◆ Texto extraído:

%%

Primero se le prohibió ejercer la abogacía a los que no eran arios; luego se fue extendiendo al resto de las profesiones. Se dieron de baja de todas las bibliotecas públicas los libros de autores judíos pero la decisión fue más lejos. Olvidarlos en algún depósito no tendría ni la espectacularidad ni la eficacia del efecto buscado: borrar todos los rastros de una cultura y al mismo tiempo aleccionar y esparcir el odio. Fue por eso que en 1934 se organizó una inmensa hoguera pública en la que el fuego devoró esos textos. Los médicos judíos debieron dejar de tratar pacientes que según la legislación eran alemanes.

%%

◆ Instrucciones de trabajo: Según el texto extraído, ¿en qué año se organizó la hoguera pública en la que el fuego devoró los libros de autores judíos?

(Entradas guardadas)
%%

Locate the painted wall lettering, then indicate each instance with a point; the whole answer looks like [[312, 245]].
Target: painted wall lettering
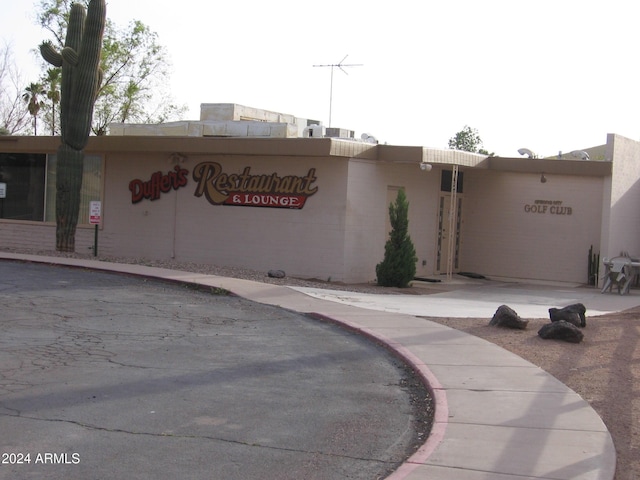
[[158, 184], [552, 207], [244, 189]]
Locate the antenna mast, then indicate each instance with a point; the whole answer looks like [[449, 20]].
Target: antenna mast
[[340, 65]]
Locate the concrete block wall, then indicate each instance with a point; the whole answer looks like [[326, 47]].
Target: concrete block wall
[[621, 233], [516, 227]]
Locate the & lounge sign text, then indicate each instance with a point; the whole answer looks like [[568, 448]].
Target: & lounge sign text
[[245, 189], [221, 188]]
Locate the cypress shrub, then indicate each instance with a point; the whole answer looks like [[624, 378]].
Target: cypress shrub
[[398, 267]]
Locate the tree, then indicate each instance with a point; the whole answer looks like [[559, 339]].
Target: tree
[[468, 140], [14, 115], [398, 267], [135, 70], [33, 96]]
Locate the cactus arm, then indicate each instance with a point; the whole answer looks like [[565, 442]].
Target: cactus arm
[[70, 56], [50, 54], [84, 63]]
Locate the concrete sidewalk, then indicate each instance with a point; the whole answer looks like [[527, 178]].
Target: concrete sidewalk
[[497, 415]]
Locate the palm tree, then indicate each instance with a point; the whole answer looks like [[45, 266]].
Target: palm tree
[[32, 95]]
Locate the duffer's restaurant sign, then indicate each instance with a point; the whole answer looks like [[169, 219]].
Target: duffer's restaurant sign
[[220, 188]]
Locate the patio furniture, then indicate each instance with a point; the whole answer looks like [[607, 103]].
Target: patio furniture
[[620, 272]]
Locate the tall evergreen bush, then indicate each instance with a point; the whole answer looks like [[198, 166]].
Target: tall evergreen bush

%%

◆ Tu respuesta: En 1934.